◆ **Exercise description**
Leaving out all images, return the entries below exactly.

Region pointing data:

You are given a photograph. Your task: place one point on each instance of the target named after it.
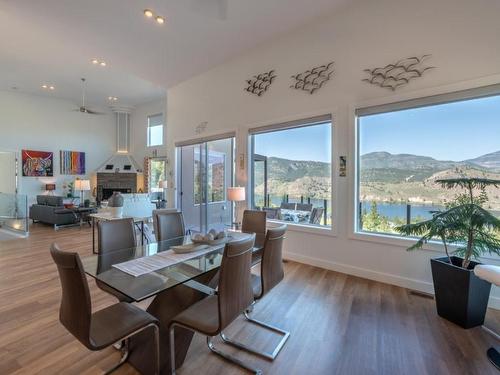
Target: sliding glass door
(205, 171)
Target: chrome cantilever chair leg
(231, 359)
(211, 346)
(125, 349)
(271, 356)
(492, 353)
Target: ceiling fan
(83, 108)
(211, 8)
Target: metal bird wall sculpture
(259, 84)
(398, 74)
(312, 80)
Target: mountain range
(381, 163)
(410, 162)
(386, 167)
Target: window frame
(148, 133)
(151, 160)
(424, 98)
(294, 123)
(224, 181)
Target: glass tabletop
(100, 266)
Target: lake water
(395, 210)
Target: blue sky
(308, 143)
(454, 131)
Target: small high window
(155, 130)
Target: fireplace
(107, 183)
(108, 192)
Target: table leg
(142, 233)
(164, 307)
(93, 235)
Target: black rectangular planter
(461, 297)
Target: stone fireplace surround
(107, 183)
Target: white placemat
(142, 266)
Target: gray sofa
(45, 210)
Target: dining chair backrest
(304, 207)
(75, 312)
(115, 235)
(272, 259)
(235, 280)
(254, 221)
(170, 224)
(157, 212)
(288, 206)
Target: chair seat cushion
(113, 323)
(488, 272)
(121, 297)
(256, 286)
(203, 316)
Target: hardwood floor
(339, 324)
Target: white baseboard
(404, 282)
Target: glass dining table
(172, 289)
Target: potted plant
(461, 297)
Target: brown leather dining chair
(168, 224)
(105, 327)
(115, 235)
(213, 314)
(271, 274)
(254, 221)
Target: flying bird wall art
(259, 83)
(398, 74)
(312, 80)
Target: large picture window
(403, 150)
(292, 171)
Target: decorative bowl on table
(211, 238)
(188, 248)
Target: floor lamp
(236, 194)
(82, 186)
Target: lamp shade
(236, 194)
(82, 185)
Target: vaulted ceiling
(53, 42)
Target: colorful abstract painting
(37, 163)
(72, 162)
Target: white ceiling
(53, 41)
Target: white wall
(139, 121)
(46, 124)
(461, 35)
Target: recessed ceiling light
(98, 62)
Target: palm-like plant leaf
(469, 226)
(466, 183)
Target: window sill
(397, 241)
(294, 227)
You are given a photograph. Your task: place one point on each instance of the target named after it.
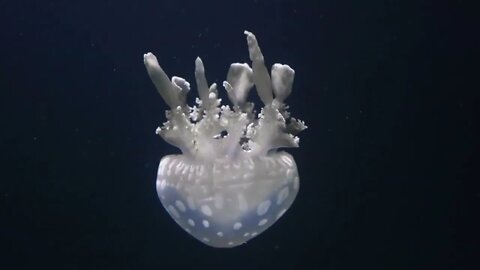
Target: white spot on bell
(263, 208)
(206, 210)
(180, 205)
(206, 224)
(173, 211)
(282, 195)
(237, 226)
(262, 222)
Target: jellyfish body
(230, 183)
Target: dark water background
(387, 164)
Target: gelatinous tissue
(231, 182)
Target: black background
(387, 164)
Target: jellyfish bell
(231, 182)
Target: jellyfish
(231, 181)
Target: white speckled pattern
(266, 196)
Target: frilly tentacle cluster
(211, 130)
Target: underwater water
(382, 178)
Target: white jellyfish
(230, 183)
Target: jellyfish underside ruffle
(230, 183)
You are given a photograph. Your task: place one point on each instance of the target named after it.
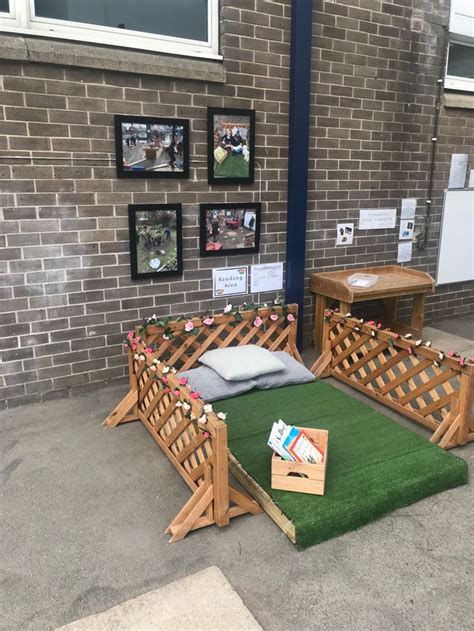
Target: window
(183, 27)
(460, 58)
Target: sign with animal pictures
(155, 240)
(230, 146)
(148, 147)
(230, 229)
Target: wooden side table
(394, 281)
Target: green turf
(374, 465)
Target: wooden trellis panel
(417, 381)
(183, 350)
(198, 452)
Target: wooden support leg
(391, 312)
(244, 503)
(320, 307)
(418, 313)
(190, 513)
(121, 413)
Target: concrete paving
(210, 603)
(83, 515)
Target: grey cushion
(239, 363)
(212, 387)
(293, 373)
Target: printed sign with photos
(230, 229)
(149, 147)
(230, 146)
(155, 240)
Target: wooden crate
(301, 477)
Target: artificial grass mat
(374, 465)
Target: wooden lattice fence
(407, 375)
(191, 435)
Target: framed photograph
(230, 146)
(230, 229)
(151, 147)
(155, 240)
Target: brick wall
(375, 67)
(66, 296)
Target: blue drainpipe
(300, 76)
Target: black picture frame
(241, 169)
(148, 235)
(235, 226)
(159, 157)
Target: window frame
(22, 20)
(455, 82)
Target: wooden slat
(428, 386)
(366, 358)
(351, 349)
(405, 376)
(390, 363)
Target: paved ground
(83, 515)
(209, 604)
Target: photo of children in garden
(155, 237)
(151, 147)
(228, 229)
(231, 148)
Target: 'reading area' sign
(229, 281)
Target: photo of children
(231, 149)
(151, 147)
(228, 229)
(155, 241)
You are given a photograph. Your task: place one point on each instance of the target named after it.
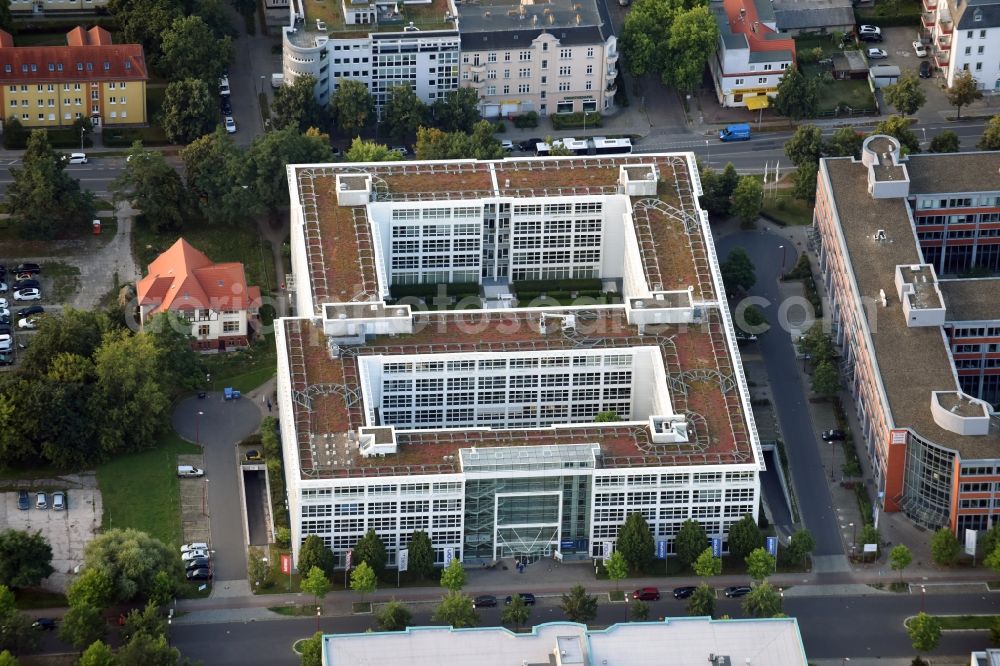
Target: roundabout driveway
(218, 425)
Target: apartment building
(965, 36)
(477, 424)
(554, 57)
(752, 55)
(918, 351)
(214, 297)
(52, 86)
(381, 44)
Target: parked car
(684, 592)
(484, 601)
(527, 597)
(647, 594)
(44, 624)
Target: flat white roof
(677, 641)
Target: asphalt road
(811, 490)
(832, 627)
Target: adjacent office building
(478, 422)
(919, 341)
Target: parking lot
(67, 531)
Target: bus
(606, 146)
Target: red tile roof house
(222, 308)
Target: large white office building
(478, 422)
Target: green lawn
(141, 490)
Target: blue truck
(740, 132)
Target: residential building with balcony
(90, 77)
(917, 350)
(554, 57)
(381, 44)
(478, 424)
(752, 55)
(965, 36)
(213, 298)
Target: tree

◆ **Answer section**
You are given a photograph. Your task: place one point on each instance of the target named after it.
Target: sliding glass door
(205, 171)
Target: chrome cantilever chair leg
(231, 359)
(211, 346)
(125, 349)
(271, 356)
(492, 353)
Target: ceiling fan
(83, 108)
(211, 8)
Target: metal bird wall sculpture
(259, 84)
(398, 74)
(312, 80)
Target: mountain range
(381, 163)
(410, 162)
(386, 167)
Target: window frame
(148, 133)
(151, 160)
(424, 98)
(294, 123)
(224, 181)
Target: glass tabletop
(100, 266)
Target: lake water
(395, 210)
Target: blue sky
(308, 143)
(454, 131)
Target: small high window
(155, 130)
Target: fireplace
(107, 183)
(108, 192)
Target: table leg
(142, 233)
(164, 307)
(93, 235)
Target: black rectangular planter
(461, 297)
Target: stone fireplace surround
(107, 183)
Target: white placemat
(142, 266)
Target: gray sofa
(45, 210)
Target: dining chair backrest
(304, 207)
(75, 312)
(115, 235)
(272, 259)
(235, 280)
(254, 221)
(170, 224)
(157, 212)
(288, 206)
Target: chair seat cushion
(113, 323)
(488, 272)
(121, 297)
(256, 286)
(203, 316)
Target: hardwood floor
(339, 324)
Target: white baseboard
(404, 282)
Target: glass dining table
(172, 289)
Target: potted plant
(461, 297)
Target: brown leather dining chair
(168, 224)
(105, 327)
(115, 235)
(213, 314)
(271, 274)
(254, 221)
Target: flying bird wall art
(259, 83)
(398, 74)
(312, 80)
Target: large picture window
(403, 150)
(292, 171)
Target: decorative bowl on table
(211, 238)
(188, 248)
Target: floor lamp
(236, 194)
(82, 186)
Target: lamp shade
(236, 194)
(82, 185)
Target: vaulted ceiling
(53, 42)
Target: colorful abstract painting
(37, 163)
(72, 162)
Target: white ceiling
(53, 41)
Target: white wall
(139, 121)
(46, 124)
(461, 35)
Target: recessed ceiling light
(98, 62)
Target: palm-like plant leaf
(469, 226)
(466, 183)
Target: window sill
(397, 241)
(294, 227)
You are given a photograph. Your task: place one point on each instance of the target named after it.
Target: white spot on bell
(263, 208)
(206, 210)
(180, 205)
(206, 224)
(173, 211)
(282, 195)
(237, 226)
(262, 222)
Target: jellyfish body
(230, 183)
Target: dark water background
(387, 164)
Target: gelatinous tissue
(231, 182)
Target: black background
(387, 164)
Target: jellyfish bell
(231, 182)
Target: jellyfish
(231, 181)
Target: white speckled pattern
(266, 196)
Target: frilly tentacle cluster
(211, 130)
Target: underwater water
(382, 178)
Target: white jellyfish
(230, 183)
Target: jellyfish underside ruffle
(230, 183)
You are given a photograph. Your task: place one point on each instance of the target named after it.
Target: window
(183, 27)
(460, 58)
Target: sign with animal pictures
(155, 240)
(230, 146)
(148, 147)
(230, 229)
Target: wooden side table
(394, 281)
Target: green turf
(374, 465)
Target: wooden trellis panel
(417, 381)
(183, 350)
(198, 452)
Target: wooden support leg
(391, 312)
(244, 503)
(320, 307)
(418, 313)
(190, 513)
(121, 413)
Target: concrete paving
(210, 603)
(83, 515)
Target: grey cushion
(239, 363)
(212, 387)
(293, 373)
Target: printed sign with photos
(230, 229)
(149, 147)
(230, 146)
(155, 240)
Target: wooden crate
(301, 477)
Target: artificial grass mat
(374, 465)
Target: wooden lattice fence
(407, 375)
(191, 435)
Target: framed photograph
(230, 146)
(230, 229)
(151, 147)
(155, 240)
Target: brick wall
(375, 67)
(66, 296)
Target: blue drainpipe
(300, 76)
Target: black picture frame
(241, 169)
(148, 235)
(235, 226)
(159, 157)
Target: window frame
(22, 20)
(455, 82)
Target: wooden slat
(428, 386)
(366, 358)
(351, 349)
(405, 376)
(390, 363)
Target: paved ground
(83, 515)
(209, 604)
Target: photo of children in garden
(155, 237)
(151, 147)
(228, 229)
(231, 148)
Target: 'reading area' sign
(229, 281)
Target: photo of children
(231, 149)
(151, 147)
(228, 229)
(155, 241)
You are given a photograph. Your task: place one point on each instance of the target named after it.
Target: roundabout driveway
(218, 425)
Target: apartment building
(965, 36)
(477, 424)
(554, 57)
(752, 55)
(918, 351)
(214, 297)
(52, 86)
(381, 44)
Target: parked car
(684, 592)
(484, 601)
(527, 597)
(647, 594)
(44, 624)
Target: flat white roof
(677, 641)
Target: asphalt road
(811, 490)
(832, 627)
Target: adjacent office building
(478, 422)
(919, 341)
Target: parking lot
(67, 531)
Target: bus
(606, 146)
Target: red tile roof house
(222, 308)
Target: large white office building
(478, 422)
Target: green lawn
(141, 490)
Target: blue truck
(740, 132)
Target: residential building with balcony
(90, 77)
(917, 350)
(554, 57)
(381, 44)
(478, 424)
(752, 55)
(965, 36)
(213, 298)
Target: tree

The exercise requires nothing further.